▶ _What the exercise asks_:
Transcribe exactly the line containing "hey friend, could you box the camera" and every line after it, through the end of the records below.

[Start of Attachment]

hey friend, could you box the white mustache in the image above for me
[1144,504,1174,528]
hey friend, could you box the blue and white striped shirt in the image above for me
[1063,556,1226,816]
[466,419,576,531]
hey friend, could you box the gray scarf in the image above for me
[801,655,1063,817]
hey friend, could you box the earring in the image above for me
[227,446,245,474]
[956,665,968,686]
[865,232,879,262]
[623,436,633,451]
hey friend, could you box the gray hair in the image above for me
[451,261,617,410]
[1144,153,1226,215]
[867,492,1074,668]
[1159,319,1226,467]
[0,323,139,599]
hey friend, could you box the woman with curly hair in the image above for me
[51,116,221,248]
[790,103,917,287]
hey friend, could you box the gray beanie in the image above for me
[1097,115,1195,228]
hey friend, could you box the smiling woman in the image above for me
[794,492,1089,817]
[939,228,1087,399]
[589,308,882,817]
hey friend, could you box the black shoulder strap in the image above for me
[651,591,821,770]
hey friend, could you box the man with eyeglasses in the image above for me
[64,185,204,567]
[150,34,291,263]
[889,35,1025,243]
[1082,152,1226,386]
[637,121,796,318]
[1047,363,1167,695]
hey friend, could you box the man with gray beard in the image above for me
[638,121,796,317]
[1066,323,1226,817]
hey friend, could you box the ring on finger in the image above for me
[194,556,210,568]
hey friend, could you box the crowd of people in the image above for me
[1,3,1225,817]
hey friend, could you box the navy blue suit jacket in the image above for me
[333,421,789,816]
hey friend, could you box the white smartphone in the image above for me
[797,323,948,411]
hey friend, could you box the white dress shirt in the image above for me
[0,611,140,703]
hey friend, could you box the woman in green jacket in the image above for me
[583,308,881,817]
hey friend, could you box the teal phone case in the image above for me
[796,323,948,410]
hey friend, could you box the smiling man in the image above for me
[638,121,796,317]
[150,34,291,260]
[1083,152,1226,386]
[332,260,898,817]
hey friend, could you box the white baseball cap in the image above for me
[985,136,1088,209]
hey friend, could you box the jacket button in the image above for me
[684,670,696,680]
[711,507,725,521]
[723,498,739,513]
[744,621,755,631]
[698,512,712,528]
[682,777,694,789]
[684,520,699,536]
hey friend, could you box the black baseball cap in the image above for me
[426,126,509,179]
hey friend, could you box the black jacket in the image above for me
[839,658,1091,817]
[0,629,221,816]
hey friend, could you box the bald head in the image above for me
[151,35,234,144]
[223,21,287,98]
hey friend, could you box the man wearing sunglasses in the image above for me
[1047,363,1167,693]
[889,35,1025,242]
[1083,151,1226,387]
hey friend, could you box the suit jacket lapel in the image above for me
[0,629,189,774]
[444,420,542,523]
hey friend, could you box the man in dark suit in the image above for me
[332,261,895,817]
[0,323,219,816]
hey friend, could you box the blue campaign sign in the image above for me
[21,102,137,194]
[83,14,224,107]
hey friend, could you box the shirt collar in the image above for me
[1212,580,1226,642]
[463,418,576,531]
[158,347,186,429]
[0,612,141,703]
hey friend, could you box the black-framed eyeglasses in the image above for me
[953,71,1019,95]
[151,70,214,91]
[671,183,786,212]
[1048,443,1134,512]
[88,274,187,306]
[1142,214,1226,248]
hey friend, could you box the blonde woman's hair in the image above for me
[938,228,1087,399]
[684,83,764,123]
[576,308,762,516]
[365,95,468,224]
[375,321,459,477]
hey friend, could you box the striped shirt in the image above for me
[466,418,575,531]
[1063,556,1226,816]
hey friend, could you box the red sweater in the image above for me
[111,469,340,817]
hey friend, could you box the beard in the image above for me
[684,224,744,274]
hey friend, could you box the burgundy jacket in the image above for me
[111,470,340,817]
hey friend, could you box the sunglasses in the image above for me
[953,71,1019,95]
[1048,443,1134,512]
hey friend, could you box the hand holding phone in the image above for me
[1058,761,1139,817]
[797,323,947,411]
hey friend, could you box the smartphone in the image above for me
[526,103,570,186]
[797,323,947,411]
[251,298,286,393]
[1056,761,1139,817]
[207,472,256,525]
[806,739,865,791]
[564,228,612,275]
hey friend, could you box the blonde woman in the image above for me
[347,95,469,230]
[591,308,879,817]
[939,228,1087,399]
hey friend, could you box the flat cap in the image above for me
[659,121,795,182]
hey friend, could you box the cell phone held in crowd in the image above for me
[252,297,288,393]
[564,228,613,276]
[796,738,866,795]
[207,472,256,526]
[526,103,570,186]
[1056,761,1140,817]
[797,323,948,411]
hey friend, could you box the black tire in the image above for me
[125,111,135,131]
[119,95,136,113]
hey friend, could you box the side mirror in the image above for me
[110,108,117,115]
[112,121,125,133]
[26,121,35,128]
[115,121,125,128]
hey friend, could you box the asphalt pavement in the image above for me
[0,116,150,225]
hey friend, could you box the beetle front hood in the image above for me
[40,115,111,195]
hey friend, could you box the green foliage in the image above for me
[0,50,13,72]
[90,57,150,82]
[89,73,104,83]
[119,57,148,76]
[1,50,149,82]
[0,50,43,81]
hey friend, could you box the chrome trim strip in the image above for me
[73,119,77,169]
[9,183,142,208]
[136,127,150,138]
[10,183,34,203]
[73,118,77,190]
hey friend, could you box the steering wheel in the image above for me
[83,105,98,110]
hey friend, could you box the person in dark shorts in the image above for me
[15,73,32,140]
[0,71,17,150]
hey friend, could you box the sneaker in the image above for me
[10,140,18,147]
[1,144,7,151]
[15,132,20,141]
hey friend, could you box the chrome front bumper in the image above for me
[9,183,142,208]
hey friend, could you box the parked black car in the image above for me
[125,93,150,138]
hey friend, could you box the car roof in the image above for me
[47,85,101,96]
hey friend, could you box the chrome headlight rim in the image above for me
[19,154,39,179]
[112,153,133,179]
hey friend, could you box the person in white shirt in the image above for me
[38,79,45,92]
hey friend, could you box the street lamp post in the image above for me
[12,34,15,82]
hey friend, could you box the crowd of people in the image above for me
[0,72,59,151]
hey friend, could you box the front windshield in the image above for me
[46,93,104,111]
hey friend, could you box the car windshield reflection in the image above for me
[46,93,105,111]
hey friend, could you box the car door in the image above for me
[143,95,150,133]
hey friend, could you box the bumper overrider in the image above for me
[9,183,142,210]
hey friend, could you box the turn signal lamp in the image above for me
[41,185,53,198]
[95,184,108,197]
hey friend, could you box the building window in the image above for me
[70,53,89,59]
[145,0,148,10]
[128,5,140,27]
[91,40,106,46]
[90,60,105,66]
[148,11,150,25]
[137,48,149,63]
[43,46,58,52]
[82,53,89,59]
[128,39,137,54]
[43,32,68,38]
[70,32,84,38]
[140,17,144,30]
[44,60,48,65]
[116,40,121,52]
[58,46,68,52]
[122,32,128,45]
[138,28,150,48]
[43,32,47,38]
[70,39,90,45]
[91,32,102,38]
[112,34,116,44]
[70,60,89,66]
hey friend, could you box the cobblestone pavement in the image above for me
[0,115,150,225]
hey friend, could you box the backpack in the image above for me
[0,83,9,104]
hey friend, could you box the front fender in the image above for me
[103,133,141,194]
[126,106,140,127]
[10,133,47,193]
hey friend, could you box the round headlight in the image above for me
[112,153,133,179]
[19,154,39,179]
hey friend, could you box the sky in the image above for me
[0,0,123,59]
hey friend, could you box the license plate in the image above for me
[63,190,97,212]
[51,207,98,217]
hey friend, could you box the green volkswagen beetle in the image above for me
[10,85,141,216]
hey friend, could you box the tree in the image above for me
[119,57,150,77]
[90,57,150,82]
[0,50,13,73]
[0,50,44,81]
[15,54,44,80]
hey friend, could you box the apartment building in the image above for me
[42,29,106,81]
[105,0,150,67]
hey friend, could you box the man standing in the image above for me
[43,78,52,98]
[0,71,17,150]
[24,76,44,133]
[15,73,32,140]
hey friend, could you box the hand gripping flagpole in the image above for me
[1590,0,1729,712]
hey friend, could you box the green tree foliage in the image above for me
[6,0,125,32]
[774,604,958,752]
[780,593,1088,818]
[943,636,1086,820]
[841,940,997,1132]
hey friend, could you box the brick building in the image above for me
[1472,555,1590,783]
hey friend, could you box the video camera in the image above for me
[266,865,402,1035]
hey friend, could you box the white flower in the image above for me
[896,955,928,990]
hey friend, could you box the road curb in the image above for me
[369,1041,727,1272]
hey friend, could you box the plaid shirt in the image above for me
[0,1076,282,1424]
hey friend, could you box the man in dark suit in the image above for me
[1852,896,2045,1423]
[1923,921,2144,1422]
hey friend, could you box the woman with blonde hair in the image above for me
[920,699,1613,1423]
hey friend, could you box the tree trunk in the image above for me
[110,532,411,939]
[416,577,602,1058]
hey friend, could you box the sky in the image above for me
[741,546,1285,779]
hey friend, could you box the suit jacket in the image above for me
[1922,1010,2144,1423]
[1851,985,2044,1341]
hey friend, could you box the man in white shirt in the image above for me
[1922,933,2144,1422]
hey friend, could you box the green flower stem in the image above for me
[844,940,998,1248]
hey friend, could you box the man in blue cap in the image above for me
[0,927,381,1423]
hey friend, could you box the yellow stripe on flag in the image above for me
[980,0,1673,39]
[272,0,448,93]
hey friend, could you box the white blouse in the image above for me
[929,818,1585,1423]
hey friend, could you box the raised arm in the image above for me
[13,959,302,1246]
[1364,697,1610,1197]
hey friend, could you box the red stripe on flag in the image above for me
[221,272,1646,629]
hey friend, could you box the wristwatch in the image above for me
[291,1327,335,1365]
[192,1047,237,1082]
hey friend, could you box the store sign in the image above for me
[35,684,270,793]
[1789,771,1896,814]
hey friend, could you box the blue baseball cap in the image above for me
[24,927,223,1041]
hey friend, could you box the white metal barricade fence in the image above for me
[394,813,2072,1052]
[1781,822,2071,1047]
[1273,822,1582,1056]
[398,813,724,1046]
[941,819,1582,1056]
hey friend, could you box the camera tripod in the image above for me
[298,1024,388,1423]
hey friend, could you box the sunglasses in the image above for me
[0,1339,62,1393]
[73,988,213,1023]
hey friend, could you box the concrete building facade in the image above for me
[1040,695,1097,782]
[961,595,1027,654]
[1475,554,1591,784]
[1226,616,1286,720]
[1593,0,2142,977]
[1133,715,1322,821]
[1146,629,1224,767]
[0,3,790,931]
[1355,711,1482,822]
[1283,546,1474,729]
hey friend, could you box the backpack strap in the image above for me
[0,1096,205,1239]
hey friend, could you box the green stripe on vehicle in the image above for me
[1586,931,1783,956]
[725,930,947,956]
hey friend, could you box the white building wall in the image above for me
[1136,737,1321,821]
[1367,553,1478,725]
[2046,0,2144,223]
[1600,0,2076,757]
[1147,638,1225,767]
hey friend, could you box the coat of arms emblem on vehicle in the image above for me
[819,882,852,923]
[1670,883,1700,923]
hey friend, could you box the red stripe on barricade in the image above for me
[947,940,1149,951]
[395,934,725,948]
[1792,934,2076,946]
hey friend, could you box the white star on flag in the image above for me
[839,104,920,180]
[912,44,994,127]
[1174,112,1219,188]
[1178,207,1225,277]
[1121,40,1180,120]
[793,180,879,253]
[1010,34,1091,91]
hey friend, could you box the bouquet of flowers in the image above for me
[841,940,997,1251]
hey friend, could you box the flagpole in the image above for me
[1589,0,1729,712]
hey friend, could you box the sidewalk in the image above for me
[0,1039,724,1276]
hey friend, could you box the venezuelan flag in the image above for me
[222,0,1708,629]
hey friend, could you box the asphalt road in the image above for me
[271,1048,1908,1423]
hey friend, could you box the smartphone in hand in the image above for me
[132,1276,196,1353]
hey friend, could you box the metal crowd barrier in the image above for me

[End of Attachment]

▶ _Result of this exercise_:
hey friend, could you box the camera tripod in the image above for me
[298,1024,388,1423]
hey friend, could you box the sunglasses in the image above for me
[0,1339,62,1393]
[73,988,213,1023]
hey friend, could you box the concrete building facade in the image above for me
[1040,695,1097,782]
[961,595,1027,654]
[1475,554,1591,784]
[1226,616,1286,720]
[1593,0,2142,977]
[1133,715,1322,821]
[1146,629,1224,767]
[0,3,790,931]
[1355,711,1482,822]
[1283,546,1474,729]
hey friend, could you box the backpack strap in the image above for me
[0,1096,205,1239]
hey friend, could you box the green stripe on vehicle in the image above for me
[1586,931,1783,956]
[725,930,947,956]
hey friend, could you box the white building wall in the image above for me
[1136,737,1321,821]
[1367,553,1478,725]
[2046,0,2144,223]
[1600,0,2076,757]
[1147,638,1225,767]
hey friend, could you box the coat of arms emblem on vehicle in the image above for me
[819,882,852,923]
[1670,883,1700,923]
hey friend, could you box the red stripe on barricade in the image above for me
[947,940,1149,951]
[395,934,725,948]
[1792,934,2076,946]
hey friend, could you box the white star on flag in the image above for me
[839,104,920,180]
[912,44,994,127]
[1174,112,1219,188]
[1178,207,1225,277]
[1121,40,1180,120]
[793,180,879,253]
[1010,34,1091,91]
hey friend, could you box the bouquet of flowers in the image above for me
[841,940,997,1251]
hey friend, could you box the flagpole in the image above for me
[1589,0,1729,712]
hey friend, could you box the sidewalk in the image above for me
[0,1039,724,1276]
hey friend, could you box the venezuelan flag in the image above for me
[222,0,1708,629]
hey friend, could you box the asphalt road in the image above for me
[271,1048,1908,1423]
hey friend, could you box the smartphone in hand in the image above for me
[132,1276,196,1353]
hey friend, could you box the metal crowd barrier in the image above for me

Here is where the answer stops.